»»

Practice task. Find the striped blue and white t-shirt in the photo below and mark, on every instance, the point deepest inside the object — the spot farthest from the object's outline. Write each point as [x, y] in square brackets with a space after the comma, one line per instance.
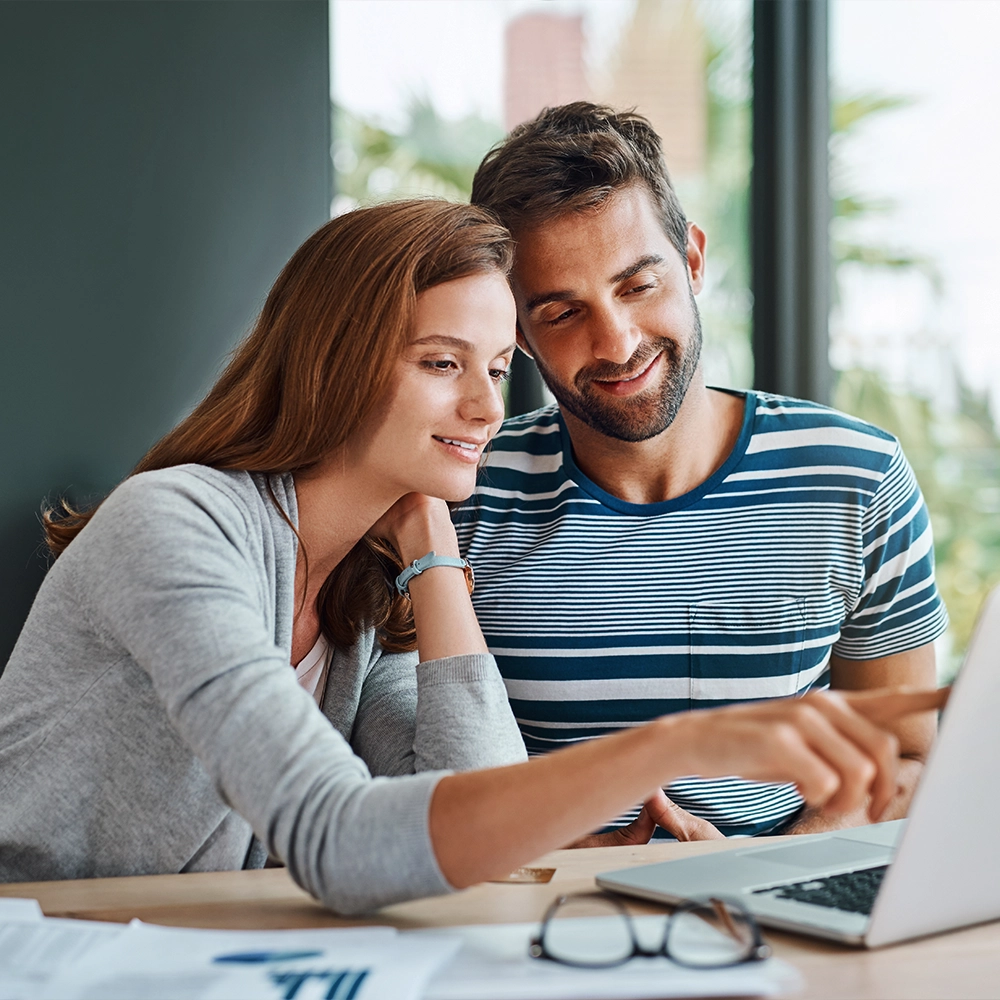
[811, 539]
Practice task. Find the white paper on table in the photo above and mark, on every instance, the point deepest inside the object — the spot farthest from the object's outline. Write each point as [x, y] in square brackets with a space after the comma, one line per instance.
[34, 950]
[494, 965]
[13, 910]
[167, 963]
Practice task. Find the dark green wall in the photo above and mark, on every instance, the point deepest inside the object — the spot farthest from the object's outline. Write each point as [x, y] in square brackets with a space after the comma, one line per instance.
[159, 161]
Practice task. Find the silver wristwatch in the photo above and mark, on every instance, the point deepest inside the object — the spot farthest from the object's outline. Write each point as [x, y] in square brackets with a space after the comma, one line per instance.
[429, 561]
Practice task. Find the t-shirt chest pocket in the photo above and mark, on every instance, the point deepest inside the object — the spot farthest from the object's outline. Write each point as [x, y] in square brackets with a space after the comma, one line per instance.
[747, 649]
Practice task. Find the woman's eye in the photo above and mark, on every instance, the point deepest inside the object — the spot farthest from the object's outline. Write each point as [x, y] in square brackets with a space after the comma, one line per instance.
[440, 364]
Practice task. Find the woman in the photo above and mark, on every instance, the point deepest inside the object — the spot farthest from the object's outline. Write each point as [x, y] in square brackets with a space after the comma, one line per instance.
[150, 716]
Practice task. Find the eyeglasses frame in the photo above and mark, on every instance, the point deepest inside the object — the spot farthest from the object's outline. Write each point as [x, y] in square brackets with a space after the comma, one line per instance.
[758, 951]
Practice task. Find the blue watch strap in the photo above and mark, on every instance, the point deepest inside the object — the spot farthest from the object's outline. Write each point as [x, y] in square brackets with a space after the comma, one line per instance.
[428, 561]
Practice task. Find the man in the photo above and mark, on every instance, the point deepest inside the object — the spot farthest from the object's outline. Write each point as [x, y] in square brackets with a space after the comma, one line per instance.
[651, 545]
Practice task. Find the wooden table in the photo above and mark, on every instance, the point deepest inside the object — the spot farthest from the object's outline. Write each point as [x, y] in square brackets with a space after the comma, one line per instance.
[963, 964]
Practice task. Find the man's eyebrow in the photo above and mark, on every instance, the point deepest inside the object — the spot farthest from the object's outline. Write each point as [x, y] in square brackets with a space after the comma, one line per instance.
[640, 265]
[546, 297]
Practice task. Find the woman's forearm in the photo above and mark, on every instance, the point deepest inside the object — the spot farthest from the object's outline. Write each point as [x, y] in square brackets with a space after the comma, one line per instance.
[442, 611]
[484, 823]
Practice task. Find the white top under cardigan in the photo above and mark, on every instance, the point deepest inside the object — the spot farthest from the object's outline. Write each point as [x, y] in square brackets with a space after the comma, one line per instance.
[149, 718]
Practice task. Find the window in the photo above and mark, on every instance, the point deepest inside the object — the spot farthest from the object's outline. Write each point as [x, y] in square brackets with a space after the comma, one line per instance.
[913, 328]
[423, 88]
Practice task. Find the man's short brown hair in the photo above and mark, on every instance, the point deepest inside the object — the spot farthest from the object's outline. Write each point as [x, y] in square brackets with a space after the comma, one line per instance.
[570, 158]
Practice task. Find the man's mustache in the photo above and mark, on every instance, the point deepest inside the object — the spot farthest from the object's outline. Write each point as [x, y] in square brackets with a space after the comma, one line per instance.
[609, 372]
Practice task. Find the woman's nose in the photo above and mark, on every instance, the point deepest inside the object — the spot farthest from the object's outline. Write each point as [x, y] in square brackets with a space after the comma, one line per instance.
[483, 401]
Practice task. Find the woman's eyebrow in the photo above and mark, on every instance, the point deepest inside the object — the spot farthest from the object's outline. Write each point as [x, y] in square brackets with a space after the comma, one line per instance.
[445, 341]
[458, 343]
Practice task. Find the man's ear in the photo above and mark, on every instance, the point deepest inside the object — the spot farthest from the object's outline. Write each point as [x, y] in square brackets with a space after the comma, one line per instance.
[697, 241]
[522, 343]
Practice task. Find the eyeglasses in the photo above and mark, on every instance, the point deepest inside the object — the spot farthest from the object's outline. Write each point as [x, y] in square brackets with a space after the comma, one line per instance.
[593, 930]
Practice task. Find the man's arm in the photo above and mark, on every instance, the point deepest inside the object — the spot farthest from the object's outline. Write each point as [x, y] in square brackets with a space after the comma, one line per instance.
[914, 668]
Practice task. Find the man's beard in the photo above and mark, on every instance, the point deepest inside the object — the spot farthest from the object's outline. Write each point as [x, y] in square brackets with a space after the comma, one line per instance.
[644, 415]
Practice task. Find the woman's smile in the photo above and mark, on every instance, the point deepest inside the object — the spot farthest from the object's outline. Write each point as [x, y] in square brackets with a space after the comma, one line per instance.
[463, 450]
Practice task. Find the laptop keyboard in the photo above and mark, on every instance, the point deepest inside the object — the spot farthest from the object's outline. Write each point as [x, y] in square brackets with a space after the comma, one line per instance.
[854, 892]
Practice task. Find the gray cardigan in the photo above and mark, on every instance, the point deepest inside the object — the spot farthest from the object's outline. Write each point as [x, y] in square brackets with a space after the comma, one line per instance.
[149, 717]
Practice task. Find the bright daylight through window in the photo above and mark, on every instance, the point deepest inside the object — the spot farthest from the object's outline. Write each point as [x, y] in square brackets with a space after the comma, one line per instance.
[914, 324]
[422, 88]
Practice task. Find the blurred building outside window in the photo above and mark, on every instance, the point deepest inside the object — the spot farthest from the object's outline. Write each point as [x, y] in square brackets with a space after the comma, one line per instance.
[421, 89]
[914, 325]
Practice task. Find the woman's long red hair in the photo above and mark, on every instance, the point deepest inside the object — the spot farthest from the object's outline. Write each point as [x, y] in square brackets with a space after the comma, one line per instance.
[315, 367]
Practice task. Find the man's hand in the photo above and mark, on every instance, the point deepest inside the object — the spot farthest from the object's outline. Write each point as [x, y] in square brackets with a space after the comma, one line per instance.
[658, 810]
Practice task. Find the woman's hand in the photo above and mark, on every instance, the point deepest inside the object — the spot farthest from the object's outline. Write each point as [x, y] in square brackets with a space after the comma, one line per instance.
[657, 810]
[415, 525]
[442, 612]
[827, 743]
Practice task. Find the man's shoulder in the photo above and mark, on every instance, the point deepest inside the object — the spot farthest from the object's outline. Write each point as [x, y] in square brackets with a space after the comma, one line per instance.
[537, 431]
[786, 422]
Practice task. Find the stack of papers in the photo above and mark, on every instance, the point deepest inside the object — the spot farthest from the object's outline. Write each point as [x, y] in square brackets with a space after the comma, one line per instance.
[47, 959]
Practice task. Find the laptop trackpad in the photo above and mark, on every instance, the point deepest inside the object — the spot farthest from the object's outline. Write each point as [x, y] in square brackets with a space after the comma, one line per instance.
[831, 852]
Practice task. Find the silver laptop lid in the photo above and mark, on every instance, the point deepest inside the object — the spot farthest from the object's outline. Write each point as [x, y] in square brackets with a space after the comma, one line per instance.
[946, 873]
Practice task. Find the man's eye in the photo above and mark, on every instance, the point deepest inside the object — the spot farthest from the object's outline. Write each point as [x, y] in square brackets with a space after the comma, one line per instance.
[562, 317]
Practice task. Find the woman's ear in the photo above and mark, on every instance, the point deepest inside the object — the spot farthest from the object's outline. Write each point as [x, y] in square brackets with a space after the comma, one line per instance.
[522, 343]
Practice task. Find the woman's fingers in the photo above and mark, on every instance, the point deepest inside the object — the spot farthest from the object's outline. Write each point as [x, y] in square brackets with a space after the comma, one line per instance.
[683, 825]
[879, 750]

««

Work instructions:
Print out the material word for word, omitting the pictures.

Output for this exercise:
Practice task. Find the striped blue and white t-shirt in the photo below and mark, on every instance, the point deepest inside the object — the spot farthest from the object's outline. Write each point as [x, y] in square brackets with a space after the comma, one line per instance.
[811, 539]
Practice task. Find the white paper on table in the photo above and mark, on every instance, the point deepest inside the object — the spot farthest from the object's outline. Write each point as [x, y] in square brackets with a space after the comma, one line per instance.
[34, 950]
[494, 965]
[13, 910]
[167, 963]
Practice task. Find the dark green wall in the photo above and mark, on every instance, the point deepest inside the object — the spot farthest from the object's outline. Write each point as [x, y] in square brackets with a space after the comma, one line per instance.
[159, 161]
Practice task. Find the silver wristwatch in the photo above and mark, on every instance, the point deepest inside the object — the spot farthest from the object's outline. Write each point as [x, y] in square brackets with a space after the comma, one line per instance.
[429, 561]
Practice task. Find the t-shirt chest pocket in the photo above and mark, on every instance, the point deepest inside the object — the spot farthest from the object's outline. Write each point as [x, y] in square brackets with a space after the comma, one line per instance.
[747, 649]
Practice task. Find the woman's eye in the photo above and mark, on every instance, the point deepest inside the object — the spot farthest from the object's outline. Write each point as [x, y] in square brackets with a space after the comma, one line per instance.
[440, 364]
Practice task. Find the woman in the photo above and mark, on every instance, the point deepest inside the object — the spot farthest from the object's outline. Write each point as [x, y] in square brackets with a space after the comma, one line per instance.
[150, 716]
Practice task. Find the eyeglasses frame in the photo above and mark, on every instance, the point deepest inside the object — the spot farthest from the object's outline. Write each point as [x, y] in square brackets with a space after the comma, one line per instance.
[758, 951]
Practice task. Find the blue watch strap in the photo above and mark, on every instance, the point deepest inside the object — the spot farthest from the object's outline. Write each point as [x, y] in square brackets with a space after the comma, one line per instance.
[428, 561]
Practice task. Find the man in the photo above and mark, on every instance, the point deepest inside the object — the spot farthest from the object's outline. Write each point as [x, y] in square brackets with a space after the comma, one line per instance.
[651, 545]
Practice task. Find the wooden table in the photo above and mark, on every instance, the point deepest inside the object — the spot farthest from the object's outline. Write each point as [x, y] in square brackets with a space after the comma, one line per instance.
[963, 964]
Practice task. Find the man's eyebrow in the photo above and mark, on every instance, the point deepest inside the object — the spot farthest from the object's outline. Write each point as [x, y] in square brackets with a space after the comma, one line per instance.
[640, 265]
[546, 297]
Practice task. Find the woman's forearm in the photo above and mark, on every instance, the point deepest inside the object — the spot farthest from the object's outline. Write each point as [x, y] in square brackets with a space after the comma, one line per instance.
[442, 611]
[484, 823]
Practice task. Find the white top under cardigan in the photo above and mark, on every instance, the point deepest inside the object — the spot farthest from the object's outline. Write each point as [x, y] in square brackets with a space after the comma, one line per instance.
[149, 718]
Practice task. Find the window in the photo above and mark, on every instance, the point deepest inside the object — the spot farthest from the object's outline. Write each point as [x, y] in square brackets with a space after the comma, one line per instance.
[913, 328]
[423, 88]
Practice task. Find the man's short brown hair in the photo above and mark, on every instance, the point deepest inside the object — the spot farthest from the object's outline. Write each point as [x, y] in square brackets with a space after the comma, one line per instance.
[570, 158]
Practice task. Find the man's mustache in the photo above and mark, on every instance, the point deepest inside the object — the spot farthest from the object's outline. Write each point as [x, y] in square brackets with a space after the comma, one line per instance.
[609, 372]
Practice task. Find the woman's nose in the photo above and mark, on every instance, the point deepest inside the object — the spot farthest from the object's outline. Write each point as [x, y] in square brackets with a space after the comma, one line per instance.
[483, 401]
Practice task. Find the woman's eyebrow in the photo above and mark, on every instance, the point deepest inside the object — the spot farthest from the object's outline. Write each point as [x, y] in square brackets with a space after the comma, one line per instance.
[445, 341]
[458, 343]
Practice task. Find the man's ear in the photo above and mark, on every instance, the point deepest inside the object — the spot farthest from the object's outline. Write each point as [x, y] in square brackets with a space after the comma, one line per instance.
[697, 241]
[522, 343]
Practice task. Find the eyeglasses in the photo above and mark, on every instance, the point deepest inside the object — the spot farthest from the object's outline. Write each point as [x, y] in square brackets with a space after the comma, one line per instance.
[593, 930]
Practice task. Find the man's arm in the photo above and mark, on every instance, the point deepest inside the object — the spot farthest from the object's outline. Write each point as [x, y] in square brackets with a space after the comma, one line per instance.
[914, 668]
Practice task. Find the man's beard in the photo above and mark, on every instance, the point deepest inside the object — the spot farthest from the object's outline. Write each point as [x, y] in square brackets with a space after the comma, one line per instance.
[644, 415]
Practice task. Find the woman's smile in the photo above and mark, on every instance, the point deepest inside the object — the spot farthest from the object's outline. Write each point as [x, y] in square brackets with a space after the comma, one line per instance.
[463, 450]
Practice task. Find the laptop keyboard in the photo above and mark, on every instance, the point deepest inside the object — the spot farthest from the object's outline. Write each point as [x, y] in square brackets with a space after the comma, one line per instance.
[854, 892]
Practice task. Find the gray cardigan in the photo above and mark, on every instance, the point deepest inside the object — the spot farthest from the object's outline. Write each point as [x, y] in square brackets with a space after the comma, one line per instance.
[149, 717]
Practice task. Find the bright daylight through window in the photo above and mark, on every instance, the point deepest inside the object — the spot farthest from the object's outline. Write each point as [x, y] in square brackets with a space after the comma, one line per instance.
[914, 324]
[422, 88]
Practice task. Find the blurred building outside window in the photo above and mark, on every instance, the point deepest inside the object — the spot farthest from the object's outline. Write each point as [x, y] in square brackets with a space after the comma, one line per instance.
[421, 89]
[914, 325]
Practice task. Find the woman's long red hair in the photo above and mark, on every instance, the point deepest inside the object — the spot farthest from the object's outline. Write each point as [x, y] in square brackets with a space after the comma, one line per instance.
[315, 367]
Practice task. Find the man's hand in the photo above and mark, on every instance, the point deepest inside the object — the spot farthest from the object's outline. Write each point as [x, y] in square brackets with a space after the comma, one line per instance.
[658, 810]
Practice task. Find the woman's hand in the photo above and mark, on every instance, the point deepest inside the object — the spot farthest from the object's outline. Write each point as [x, y] in square brackets with a space after the comma, one line per instance.
[657, 810]
[415, 525]
[442, 612]
[827, 743]
Practice task. Find the man's shoulder in the photo above and mark, on every instance, the point deepest inside the object — the spot farthest from the object's outline. Write each point as [x, y] in square brackets with a space after the comma, one line per instance.
[537, 431]
[786, 422]
Practice task. Find the stack of papers in the photo above and mark, on every instance, the point deepest inside the object — the spot farthest from the object's outline. Write each point as [x, y] in square brackets with a space after the comma, one line per instance.
[47, 959]
Practice task. Find the laptop trackpad in the photo above and mark, on every instance, the point deepest inside the object — the spot farthest from the object's outline. Write each point as [x, y] in square brackets with a space after the comma, one line per instance.
[831, 852]
Practice task. Find the silver laptop lid in the photo above and mark, on every instance, the point deepest inside the object — the spot farthest from the object's outline. Write each point as [x, y] in square brackets with a space after the comma, one line per instance.
[946, 873]
Practice task. Find the man's eye in the photo above and mark, on every instance, the point deepest inside the object — the spot farthest from the object's outline. Write each point as [x, y] in square brackets with a space after the comma, one line per instance.
[562, 317]
Practice task. Find the woman's ear in the photo above and mark, on every instance, the point deepest inside the object — the spot farthest from the object's outline. Write each point as [x, y] in square brackets with a space after the comma, one line per instance.
[522, 343]
Practice task. Find the woman's fingers in the photo above and mark, on every instance, the point deepest inside the object — the spot farthest from the object's outline. Write each point as [x, y] in square brackets with a space after the comma, one line per instance.
[683, 825]
[879, 750]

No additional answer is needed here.